Print the entries below in their entirety, exactly as they are written.

========================================

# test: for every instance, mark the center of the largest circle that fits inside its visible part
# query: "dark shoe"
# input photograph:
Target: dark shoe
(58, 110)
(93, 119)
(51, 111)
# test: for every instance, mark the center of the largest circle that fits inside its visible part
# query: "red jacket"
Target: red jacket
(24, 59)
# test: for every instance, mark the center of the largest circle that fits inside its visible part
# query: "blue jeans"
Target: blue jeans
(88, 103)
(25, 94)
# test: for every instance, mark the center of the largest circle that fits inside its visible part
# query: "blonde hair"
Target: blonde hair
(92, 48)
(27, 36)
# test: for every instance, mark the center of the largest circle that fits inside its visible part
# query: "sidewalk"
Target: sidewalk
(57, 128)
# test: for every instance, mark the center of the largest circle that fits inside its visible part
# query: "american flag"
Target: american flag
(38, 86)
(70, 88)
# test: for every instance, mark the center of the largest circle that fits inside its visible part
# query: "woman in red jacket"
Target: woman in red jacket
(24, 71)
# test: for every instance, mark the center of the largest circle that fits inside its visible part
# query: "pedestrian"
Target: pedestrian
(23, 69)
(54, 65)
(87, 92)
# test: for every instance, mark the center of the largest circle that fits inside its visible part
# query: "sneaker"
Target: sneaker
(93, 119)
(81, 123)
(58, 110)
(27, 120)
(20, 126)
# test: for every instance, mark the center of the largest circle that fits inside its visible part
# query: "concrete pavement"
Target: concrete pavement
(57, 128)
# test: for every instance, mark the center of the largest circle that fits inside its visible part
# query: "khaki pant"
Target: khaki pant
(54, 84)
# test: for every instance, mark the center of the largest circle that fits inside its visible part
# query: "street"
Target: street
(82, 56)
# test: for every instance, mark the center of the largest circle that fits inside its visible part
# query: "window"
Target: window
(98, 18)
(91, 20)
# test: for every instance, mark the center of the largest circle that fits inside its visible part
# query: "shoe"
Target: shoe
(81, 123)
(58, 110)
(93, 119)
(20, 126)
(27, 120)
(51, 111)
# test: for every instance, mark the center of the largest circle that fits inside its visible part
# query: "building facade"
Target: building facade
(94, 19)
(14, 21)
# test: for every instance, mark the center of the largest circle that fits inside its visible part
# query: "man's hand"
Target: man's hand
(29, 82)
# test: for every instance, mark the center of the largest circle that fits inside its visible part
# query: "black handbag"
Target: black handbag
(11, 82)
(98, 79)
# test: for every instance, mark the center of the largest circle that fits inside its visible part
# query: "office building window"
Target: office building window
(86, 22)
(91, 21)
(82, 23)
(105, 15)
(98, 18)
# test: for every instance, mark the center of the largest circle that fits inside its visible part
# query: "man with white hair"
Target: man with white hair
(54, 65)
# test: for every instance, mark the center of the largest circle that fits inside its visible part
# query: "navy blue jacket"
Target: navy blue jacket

========================================

• [Response for this exercise]:
# test: for every instance, mark the center of the largest circle that fits inside its visible part
# query: "dark shoe"
# input photograph:
Target: dark shoe
(58, 110)
(93, 119)
(51, 111)
# test: for every instance, mark the center of the largest circle that fits inside its visible part
# query: "red jacket"
Target: red jacket
(24, 59)
# test: for every instance, mark the center of the largest circle that fits inside its visible part
# query: "blue jeans"
Target: blue jeans
(88, 103)
(25, 94)
# test: for every instance, mark the center of the largest circle that fits inside its visible part
# query: "blonde hair"
Target: blonde hair
(92, 48)
(27, 36)
# test: for every instance, mark the center of the largest circle that fits inside its visible part
# query: "sidewalk"
Target: sidewalk
(57, 128)
# test: for every instance, mark the center of the largest circle that fits inside its visible part
# query: "american flag"
Target: american flag
(38, 86)
(70, 88)
# test: for every instance, mark the center of the largest circle that fits inside its visible part
# query: "woman in red jacket"
Target: woman in red jacket
(24, 71)
# test: for every instance, mark the center of the largest circle that fits inside its visible part
# query: "pedestrian"
Target: pedestrian
(23, 69)
(54, 65)
(87, 92)
# test: for every instance, mark the center of the largest circle that fits inside its visible part
# query: "sneaker"
Target: sneaker
(93, 119)
(81, 123)
(58, 110)
(27, 120)
(20, 126)
# test: for every instance, mark the center of the largest circle that fits inside its visible part
# query: "concrete pavement"
Target: concrete pavement
(57, 128)
# test: for every instance, mark the center of the largest circle that fits inside its visible part
# query: "khaki pant"
Target: khaki pant
(54, 84)
# test: for every instance, mark the center of the largest circle that fits inside its visible part
# query: "street"
Target: street
(82, 56)
# test: for every instance, mark the center of the largest circle that fits inside its visible part
# query: "window"
Target: window
(98, 18)
(91, 20)
# test: for every instance, mark the center of the largest circle that fits inside its visible part
# query: "shoe"
Target: shoe
(81, 123)
(58, 110)
(93, 119)
(20, 126)
(27, 120)
(51, 111)
# test: for every instance, mark the center of the largest circle that fits inside its visible part
# query: "building facade"
Target: building facade
(94, 19)
(14, 21)
# test: for every instance, mark the center of the largest circle that fits inside its visible part
# query: "man's hand"
Target: man's hand
(29, 82)
# test: for every instance, mark the center of the largest circle that fits inside its visible part
# query: "black handbag"
Target: black handbag
(11, 82)
(98, 79)
# test: for every instance, mark the center of the largest circle that fits inside its visible part
# query: "office building window"
Target: office building window
(86, 22)
(91, 21)
(82, 23)
(105, 15)
(98, 18)
# test: for every instance, mark the center of the largest circle that fits inside its visible part
# query: "man with white hair"
Target: man with white hair
(54, 65)
# test: for every instance, mark the center of the largest circle that fits inside its visible part
# query: "navy blue jacket"
Target: navy blue jacket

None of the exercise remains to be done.